→ Point localization data
▬▬▬▬▬▬▬▬▬▬

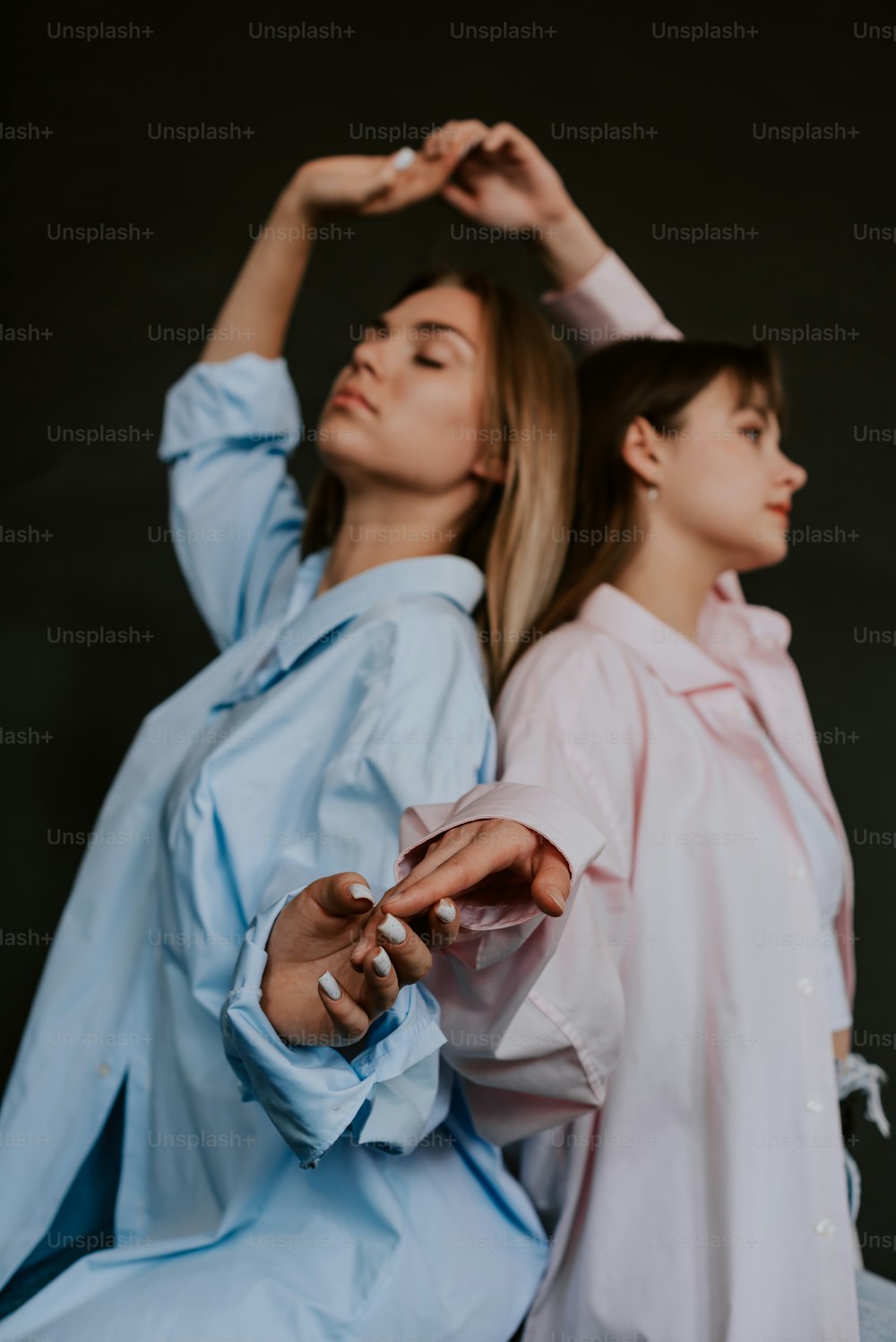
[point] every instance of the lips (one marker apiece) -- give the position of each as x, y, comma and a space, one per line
351, 396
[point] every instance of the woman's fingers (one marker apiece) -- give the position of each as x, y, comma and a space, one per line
483, 854
346, 894
444, 924
350, 1021
380, 981
452, 136
407, 951
552, 881
483, 851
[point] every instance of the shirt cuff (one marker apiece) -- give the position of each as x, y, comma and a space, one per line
545, 813
247, 398
607, 304
388, 1096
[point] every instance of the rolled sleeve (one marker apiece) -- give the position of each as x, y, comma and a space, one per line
313, 1094
538, 810
237, 515
607, 304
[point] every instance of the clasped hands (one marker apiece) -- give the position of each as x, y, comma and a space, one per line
337, 959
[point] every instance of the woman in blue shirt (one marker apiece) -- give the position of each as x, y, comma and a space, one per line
349, 684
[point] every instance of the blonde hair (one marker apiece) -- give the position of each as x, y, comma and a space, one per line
517, 531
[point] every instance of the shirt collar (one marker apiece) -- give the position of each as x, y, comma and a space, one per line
310, 617
731, 635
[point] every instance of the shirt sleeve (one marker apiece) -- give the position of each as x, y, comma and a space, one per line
607, 304
428, 727
237, 515
536, 1023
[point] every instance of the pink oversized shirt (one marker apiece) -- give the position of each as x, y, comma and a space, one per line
664, 1048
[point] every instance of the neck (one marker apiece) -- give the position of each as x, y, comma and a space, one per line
671, 577
383, 528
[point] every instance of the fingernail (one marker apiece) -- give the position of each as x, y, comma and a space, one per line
381, 964
392, 930
331, 986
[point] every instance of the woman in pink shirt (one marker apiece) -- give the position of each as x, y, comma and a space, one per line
666, 1051
672, 1069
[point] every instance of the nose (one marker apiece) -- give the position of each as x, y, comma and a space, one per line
369, 356
790, 474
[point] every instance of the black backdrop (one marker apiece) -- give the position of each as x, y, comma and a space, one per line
80, 518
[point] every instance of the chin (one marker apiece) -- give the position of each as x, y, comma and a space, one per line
340, 438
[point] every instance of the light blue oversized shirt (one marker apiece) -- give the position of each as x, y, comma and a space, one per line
258, 1194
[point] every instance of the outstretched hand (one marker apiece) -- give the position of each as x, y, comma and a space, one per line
491, 859
321, 984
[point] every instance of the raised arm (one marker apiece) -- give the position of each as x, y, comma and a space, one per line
232, 420
509, 184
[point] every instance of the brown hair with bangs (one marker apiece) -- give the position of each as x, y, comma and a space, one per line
658, 380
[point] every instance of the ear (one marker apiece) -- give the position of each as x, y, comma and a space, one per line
490, 468
642, 452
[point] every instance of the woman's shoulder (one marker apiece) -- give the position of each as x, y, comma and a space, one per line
574, 658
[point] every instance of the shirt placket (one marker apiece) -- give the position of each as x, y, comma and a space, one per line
818, 1099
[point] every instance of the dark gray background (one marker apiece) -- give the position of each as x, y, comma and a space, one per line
101, 503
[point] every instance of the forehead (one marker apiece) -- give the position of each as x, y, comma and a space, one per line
442, 304
726, 395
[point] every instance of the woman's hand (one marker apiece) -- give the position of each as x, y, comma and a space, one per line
488, 859
312, 992
506, 181
375, 184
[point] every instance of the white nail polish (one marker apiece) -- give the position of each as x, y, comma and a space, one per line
331, 986
392, 930
402, 160
381, 964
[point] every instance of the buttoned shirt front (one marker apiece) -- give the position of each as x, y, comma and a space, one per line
671, 1070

▬▬▬▬▬▬▬▬▬▬

→ PROBLEM DETAILS
What is needed is an exact copy of every record above, minus the images.

→ THE ANSWER
[point] every instance of the lips (one marker apiece) -- give the position of each as x, y, comma and a space, one per line
351, 396
[point] every instance of the woman's fingers (one marker apiece) -- give the position of each as x, y, comma and a space, one per line
483, 854
346, 894
444, 924
350, 1021
380, 981
452, 136
407, 951
552, 881
483, 851
[point] every instance of the shirt cuff (one marker apiece) -- give the position of each as x, y, comma and a space, one per line
545, 813
247, 398
607, 304
388, 1096
[point] every instance of the rolled sleeve (one marker apiece) -- give the position of each as x, y, comma and a space, one per line
313, 1094
538, 810
237, 515
607, 304
[point] every instance of the clasped hands (one marker apiece) -- give the position of each as x, y, comma and a space, one per line
337, 959
[point] every instance of the woman in blue shirt (one marker apiece) -- give the position of each as x, y, comma and a space, one per line
349, 684
[point] every instance of the blonde hair (one marker apiece) -- give the position of each as x, y, comma and a space, one per line
517, 531
[point] every instance of the shirt collar (one marker apiece) -- give the position of each as x, y, comma and a space, one per line
310, 617
731, 635
[point] every instance of the shirt sleeve (one marker apiece) -- give the position of each as x, y, comma and a space, one per line
607, 304
428, 727
237, 515
536, 1023
[point] every instance of the pink oversized shirt (one marker apiece) -- give the position of each as x, y, comma and a space, one per line
664, 1048
[point] every instance of the neck (one marker apiece) -- give the position of each as x, y, comma and a space, one per line
671, 577
383, 528
[point] every instance of the fingernail (one marker apiece) -- give the position of each as x, y, comma and a space, one per line
381, 964
392, 930
331, 986
[point] every instance of the woman in pink shirt (one marker apiece) -- give the position of each as x, y, comma and a space, one per line
666, 1051
672, 1069
[point] every instance of the nose (one marker apiece) -- give the position of each as x, y, comma and a space, one per line
369, 356
790, 474
[point] every instance of the black backdrop (one marker apiece) -- give the position of each as x, y, comma and a space, one per line
80, 518
[point] every instance of the chin (one marker apiece) -- give the position of each as x, y, comma and a space, one per line
340, 438
[point] every instance of the light blue oversized shirt (one marker apiece) -- give the position of each as x, y, comma and a space, one per line
258, 1194
[point] every instance of the outstretched hand (one marker apiece) -- give the position of each as x, y, comma and a space, one per line
491, 859
321, 984
[point] every instance of the raised arm (one marker apiece) -- give the position of each as x, y, comma and a space, one per line
232, 420
509, 184
[point] every instance of the brown hair with bangs (one marker apiece) -- give the position of each as x, y, comma and a space, one per line
658, 380
[point] every instance of the ear (one marker apiece) -- give the position of each as x, y, comma and a space, one per line
490, 468
642, 452
[point] every instance of the woman's shoulder (one marker apiece) -- give the position of each as x, y, comma and a space, one per line
574, 658
[point] every instance of the shirt placket (one marker apiece) -- give the position of each as x, y, comma and a space, one per line
818, 1099
[point] every instance of the dark gray background (one marker apiece) -- give the position of each as x, y, comma and a space, one per line
101, 503
[point] every instance of the forehead (one marker apiece) -- give the position of each as x, y, comma and a space, one per line
442, 304
726, 395
[point] every instance of the woman's hand (one marker apiece) -- give the position of each as x, y, comma and a space, one per line
488, 859
312, 992
506, 181
375, 184
[point] every instance of the white nail polish (one marker apiece) -- give the position of each as x, y, comma and a space, one per line
331, 986
392, 930
402, 160
381, 964
[point] every instance of the buttoned shirt front (one marker apiece) -- give the position of each as x, y, comma and a space, one per line
671, 1070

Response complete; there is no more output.